→ **What is needed**: Arrange every line of the material below as a numbered list, skipping blank lines and leaving out the pictures.

→ **Provided information**:
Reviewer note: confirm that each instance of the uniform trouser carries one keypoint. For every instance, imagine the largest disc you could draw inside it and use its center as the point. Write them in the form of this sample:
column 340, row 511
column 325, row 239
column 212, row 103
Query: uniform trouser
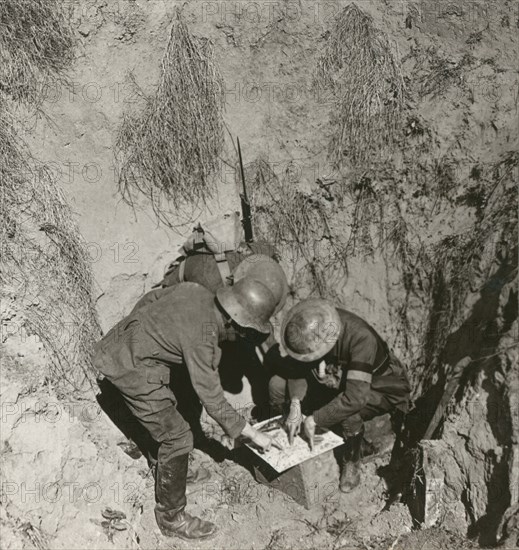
column 318, row 395
column 154, row 405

→ **Full answer**:
1. Reviewer note: confirm that each instance of the uniform trouser carries one keypoint. For every instance, imagine the largest disc you could draw inside it and use its center as the point. Write them in the form of this sample:
2. column 340, row 511
3. column 325, row 239
4. column 212, row 103
5. Query: uniform trouser
6. column 318, row 395
7. column 154, row 405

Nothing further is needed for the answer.